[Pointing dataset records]
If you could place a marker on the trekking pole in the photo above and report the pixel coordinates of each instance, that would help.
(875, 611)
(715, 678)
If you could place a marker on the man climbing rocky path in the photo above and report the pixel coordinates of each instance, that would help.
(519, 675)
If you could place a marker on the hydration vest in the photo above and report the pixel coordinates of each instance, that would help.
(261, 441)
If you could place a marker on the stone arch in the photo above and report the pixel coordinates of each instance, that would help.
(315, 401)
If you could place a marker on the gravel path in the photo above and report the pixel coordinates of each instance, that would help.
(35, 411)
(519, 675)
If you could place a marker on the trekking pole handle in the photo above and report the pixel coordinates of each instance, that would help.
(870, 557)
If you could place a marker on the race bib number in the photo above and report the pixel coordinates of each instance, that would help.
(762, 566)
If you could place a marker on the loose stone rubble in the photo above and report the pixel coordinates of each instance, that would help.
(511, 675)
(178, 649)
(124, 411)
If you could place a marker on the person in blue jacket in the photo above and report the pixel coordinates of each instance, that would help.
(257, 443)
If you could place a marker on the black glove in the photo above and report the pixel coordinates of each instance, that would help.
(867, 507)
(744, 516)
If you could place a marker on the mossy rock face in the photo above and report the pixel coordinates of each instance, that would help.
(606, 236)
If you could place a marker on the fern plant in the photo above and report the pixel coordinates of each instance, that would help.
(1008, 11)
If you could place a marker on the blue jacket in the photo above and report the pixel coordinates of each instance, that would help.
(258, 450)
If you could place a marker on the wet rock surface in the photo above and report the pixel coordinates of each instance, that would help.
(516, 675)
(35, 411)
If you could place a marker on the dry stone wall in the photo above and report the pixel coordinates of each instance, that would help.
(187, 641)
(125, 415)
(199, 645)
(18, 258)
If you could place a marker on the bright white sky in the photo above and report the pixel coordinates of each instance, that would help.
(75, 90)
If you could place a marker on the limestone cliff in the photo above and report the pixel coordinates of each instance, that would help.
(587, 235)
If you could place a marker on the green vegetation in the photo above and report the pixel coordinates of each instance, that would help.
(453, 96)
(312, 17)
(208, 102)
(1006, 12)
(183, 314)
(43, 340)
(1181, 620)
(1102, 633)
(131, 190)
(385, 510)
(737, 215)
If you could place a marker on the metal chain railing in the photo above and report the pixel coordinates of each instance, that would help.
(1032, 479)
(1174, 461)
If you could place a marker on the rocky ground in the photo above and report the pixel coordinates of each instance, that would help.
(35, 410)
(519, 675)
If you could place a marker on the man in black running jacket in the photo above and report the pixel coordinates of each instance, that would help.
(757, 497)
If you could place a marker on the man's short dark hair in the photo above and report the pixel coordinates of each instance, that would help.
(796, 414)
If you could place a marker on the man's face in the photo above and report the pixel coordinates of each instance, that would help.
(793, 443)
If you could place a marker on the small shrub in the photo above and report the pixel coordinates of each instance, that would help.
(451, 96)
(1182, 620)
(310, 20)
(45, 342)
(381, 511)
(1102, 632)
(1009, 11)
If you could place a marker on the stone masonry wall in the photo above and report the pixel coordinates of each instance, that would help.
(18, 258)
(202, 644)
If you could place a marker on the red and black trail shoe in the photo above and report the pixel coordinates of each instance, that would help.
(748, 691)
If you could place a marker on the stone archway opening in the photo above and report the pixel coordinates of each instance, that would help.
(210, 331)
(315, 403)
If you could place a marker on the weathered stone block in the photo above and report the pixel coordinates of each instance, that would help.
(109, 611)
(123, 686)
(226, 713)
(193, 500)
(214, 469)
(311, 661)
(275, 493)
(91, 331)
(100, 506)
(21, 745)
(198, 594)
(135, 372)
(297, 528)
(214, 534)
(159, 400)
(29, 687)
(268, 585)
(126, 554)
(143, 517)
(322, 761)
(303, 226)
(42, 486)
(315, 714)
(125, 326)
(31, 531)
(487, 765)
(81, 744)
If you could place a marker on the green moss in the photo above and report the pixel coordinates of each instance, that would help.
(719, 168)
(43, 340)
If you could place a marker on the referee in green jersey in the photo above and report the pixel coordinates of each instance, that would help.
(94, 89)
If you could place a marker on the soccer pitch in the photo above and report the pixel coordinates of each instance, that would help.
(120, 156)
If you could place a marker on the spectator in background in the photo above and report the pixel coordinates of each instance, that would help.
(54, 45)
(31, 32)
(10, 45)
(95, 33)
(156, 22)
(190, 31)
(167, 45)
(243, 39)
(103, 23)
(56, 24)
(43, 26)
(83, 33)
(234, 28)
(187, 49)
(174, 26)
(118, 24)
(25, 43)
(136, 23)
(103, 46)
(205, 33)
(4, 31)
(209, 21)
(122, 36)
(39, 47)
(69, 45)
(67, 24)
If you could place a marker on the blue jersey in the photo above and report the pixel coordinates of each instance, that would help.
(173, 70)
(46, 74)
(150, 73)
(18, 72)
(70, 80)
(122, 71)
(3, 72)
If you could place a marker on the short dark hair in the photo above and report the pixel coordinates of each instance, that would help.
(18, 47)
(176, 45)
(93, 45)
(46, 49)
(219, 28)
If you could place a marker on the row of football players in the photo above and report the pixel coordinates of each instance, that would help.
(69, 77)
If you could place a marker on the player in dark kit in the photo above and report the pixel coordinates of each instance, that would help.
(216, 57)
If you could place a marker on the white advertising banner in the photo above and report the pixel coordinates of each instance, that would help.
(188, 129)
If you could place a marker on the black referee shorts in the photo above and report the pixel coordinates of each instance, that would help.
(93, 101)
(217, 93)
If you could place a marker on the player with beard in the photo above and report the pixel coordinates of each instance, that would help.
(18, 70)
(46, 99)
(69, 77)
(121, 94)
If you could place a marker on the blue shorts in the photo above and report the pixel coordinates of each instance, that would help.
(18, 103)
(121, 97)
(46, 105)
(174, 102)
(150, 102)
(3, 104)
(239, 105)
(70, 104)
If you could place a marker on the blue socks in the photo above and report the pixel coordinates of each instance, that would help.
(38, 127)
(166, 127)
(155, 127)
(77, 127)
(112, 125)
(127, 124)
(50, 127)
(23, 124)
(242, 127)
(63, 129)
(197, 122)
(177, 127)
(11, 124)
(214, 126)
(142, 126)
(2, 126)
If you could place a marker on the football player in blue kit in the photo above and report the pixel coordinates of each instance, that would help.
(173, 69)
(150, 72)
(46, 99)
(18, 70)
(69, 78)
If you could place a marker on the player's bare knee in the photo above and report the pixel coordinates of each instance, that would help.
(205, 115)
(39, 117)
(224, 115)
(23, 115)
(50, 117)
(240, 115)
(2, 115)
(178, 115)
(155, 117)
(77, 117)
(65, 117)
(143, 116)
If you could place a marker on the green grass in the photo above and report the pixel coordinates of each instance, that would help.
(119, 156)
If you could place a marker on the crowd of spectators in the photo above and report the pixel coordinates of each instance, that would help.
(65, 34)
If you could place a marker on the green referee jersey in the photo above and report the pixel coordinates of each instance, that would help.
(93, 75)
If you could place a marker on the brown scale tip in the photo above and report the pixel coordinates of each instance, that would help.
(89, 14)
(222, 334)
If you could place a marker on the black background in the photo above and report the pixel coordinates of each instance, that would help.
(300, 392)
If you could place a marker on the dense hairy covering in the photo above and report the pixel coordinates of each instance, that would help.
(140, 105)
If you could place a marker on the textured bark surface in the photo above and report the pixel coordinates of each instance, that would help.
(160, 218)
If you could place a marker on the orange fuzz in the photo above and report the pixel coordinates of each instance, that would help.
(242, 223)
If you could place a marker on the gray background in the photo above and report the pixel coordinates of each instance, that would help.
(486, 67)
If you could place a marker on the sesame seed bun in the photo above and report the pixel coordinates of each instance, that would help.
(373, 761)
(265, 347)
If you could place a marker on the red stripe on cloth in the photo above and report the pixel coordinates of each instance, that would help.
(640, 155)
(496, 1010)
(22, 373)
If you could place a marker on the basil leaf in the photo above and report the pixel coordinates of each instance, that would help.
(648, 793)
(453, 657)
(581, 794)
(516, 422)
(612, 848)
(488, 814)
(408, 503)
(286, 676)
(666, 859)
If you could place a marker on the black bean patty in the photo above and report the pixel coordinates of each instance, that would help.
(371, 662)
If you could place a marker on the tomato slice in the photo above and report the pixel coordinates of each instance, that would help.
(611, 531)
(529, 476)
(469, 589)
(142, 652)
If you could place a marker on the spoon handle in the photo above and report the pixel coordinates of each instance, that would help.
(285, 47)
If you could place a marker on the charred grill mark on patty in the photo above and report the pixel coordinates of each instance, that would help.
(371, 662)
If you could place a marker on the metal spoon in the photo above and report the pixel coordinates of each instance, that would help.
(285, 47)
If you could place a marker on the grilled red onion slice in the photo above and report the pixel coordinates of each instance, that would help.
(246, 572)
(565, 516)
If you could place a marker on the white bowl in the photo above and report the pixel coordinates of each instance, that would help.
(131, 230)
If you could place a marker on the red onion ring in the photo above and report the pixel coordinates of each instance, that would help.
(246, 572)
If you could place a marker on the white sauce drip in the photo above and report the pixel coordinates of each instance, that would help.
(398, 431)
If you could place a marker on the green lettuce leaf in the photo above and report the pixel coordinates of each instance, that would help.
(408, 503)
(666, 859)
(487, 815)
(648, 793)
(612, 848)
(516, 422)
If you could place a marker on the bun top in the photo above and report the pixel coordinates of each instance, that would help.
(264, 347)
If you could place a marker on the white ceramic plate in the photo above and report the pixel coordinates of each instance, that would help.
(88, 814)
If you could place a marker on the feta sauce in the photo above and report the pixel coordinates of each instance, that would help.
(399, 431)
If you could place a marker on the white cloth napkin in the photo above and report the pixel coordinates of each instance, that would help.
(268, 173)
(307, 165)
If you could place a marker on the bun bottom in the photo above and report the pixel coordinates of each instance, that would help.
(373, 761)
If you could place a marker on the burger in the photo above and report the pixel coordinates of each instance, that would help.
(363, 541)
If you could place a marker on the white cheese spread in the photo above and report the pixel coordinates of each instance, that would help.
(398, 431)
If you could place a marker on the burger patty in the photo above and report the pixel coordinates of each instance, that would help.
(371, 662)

--- Written task ---
Take the lines from the one containing "If you could place a marker on the burger in" through the end of the material and write them out again, substituting "sandwich" for "burger" and leaving everything else unchanged.

--- Task result ---
If you could place a marker on the sandwich in the photo above and report the pixel coordinates of each instance, that would help.
(363, 541)
If you could place a marker on the white cheese spread in the photo above and report the pixel coordinates of each instance, that would help.
(398, 431)
If you could place a marker on the sandwich patty in the photo above and report the pixel coordinates of each instance, that would help.
(371, 662)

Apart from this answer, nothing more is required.